Given instruction>
Which lines in the records below contain the word "target"? Pick out each of those lines and copy it in full.
---
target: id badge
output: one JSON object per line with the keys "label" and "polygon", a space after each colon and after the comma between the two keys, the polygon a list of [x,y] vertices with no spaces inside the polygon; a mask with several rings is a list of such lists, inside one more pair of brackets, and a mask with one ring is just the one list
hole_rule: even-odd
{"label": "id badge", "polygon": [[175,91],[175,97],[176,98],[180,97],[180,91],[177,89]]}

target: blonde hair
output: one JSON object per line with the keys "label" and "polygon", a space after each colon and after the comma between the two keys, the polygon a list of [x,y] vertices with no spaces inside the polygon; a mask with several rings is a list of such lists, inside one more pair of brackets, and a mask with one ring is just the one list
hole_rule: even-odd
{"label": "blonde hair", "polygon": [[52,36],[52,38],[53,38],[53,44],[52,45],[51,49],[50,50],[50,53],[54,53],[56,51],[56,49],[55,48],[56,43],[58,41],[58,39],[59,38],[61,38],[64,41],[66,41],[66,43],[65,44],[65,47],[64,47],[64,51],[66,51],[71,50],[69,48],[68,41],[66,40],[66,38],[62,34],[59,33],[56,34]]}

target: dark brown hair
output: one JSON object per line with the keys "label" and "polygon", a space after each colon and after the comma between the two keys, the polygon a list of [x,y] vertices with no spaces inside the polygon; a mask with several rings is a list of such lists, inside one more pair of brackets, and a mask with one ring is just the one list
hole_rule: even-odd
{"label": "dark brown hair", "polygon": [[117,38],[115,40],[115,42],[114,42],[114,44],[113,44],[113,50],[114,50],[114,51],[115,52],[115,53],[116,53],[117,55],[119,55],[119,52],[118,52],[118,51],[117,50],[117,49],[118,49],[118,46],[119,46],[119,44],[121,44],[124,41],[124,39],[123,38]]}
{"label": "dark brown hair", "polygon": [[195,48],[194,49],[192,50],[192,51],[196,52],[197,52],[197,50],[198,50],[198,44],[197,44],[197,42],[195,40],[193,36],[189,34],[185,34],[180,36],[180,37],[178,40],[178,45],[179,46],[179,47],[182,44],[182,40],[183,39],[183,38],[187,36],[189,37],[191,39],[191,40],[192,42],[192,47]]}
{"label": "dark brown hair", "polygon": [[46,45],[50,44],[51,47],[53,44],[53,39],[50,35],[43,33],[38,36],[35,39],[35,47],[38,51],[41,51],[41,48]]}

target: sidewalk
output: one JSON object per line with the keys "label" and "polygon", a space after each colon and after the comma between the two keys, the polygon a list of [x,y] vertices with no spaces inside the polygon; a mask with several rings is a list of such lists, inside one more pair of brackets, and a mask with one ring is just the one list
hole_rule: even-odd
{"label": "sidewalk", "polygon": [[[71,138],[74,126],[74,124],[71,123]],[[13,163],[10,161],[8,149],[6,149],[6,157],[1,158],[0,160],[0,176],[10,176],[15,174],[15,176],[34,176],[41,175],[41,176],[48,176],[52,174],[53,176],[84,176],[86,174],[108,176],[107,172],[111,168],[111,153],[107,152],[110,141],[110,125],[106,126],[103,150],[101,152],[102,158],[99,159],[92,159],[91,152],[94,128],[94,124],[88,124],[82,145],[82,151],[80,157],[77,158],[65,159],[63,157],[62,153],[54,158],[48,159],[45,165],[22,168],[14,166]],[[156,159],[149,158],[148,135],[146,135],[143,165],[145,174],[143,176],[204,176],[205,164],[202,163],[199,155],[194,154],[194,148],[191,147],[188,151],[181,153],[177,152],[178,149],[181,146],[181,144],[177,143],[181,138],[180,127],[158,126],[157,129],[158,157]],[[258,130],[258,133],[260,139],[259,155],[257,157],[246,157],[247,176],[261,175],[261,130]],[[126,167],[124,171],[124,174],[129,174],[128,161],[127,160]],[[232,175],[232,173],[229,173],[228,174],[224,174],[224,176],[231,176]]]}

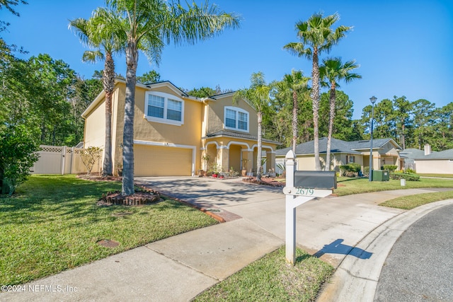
---
Expected output>
target: id badge
target: blonde hair
target: dark brown hair
target: sidewalk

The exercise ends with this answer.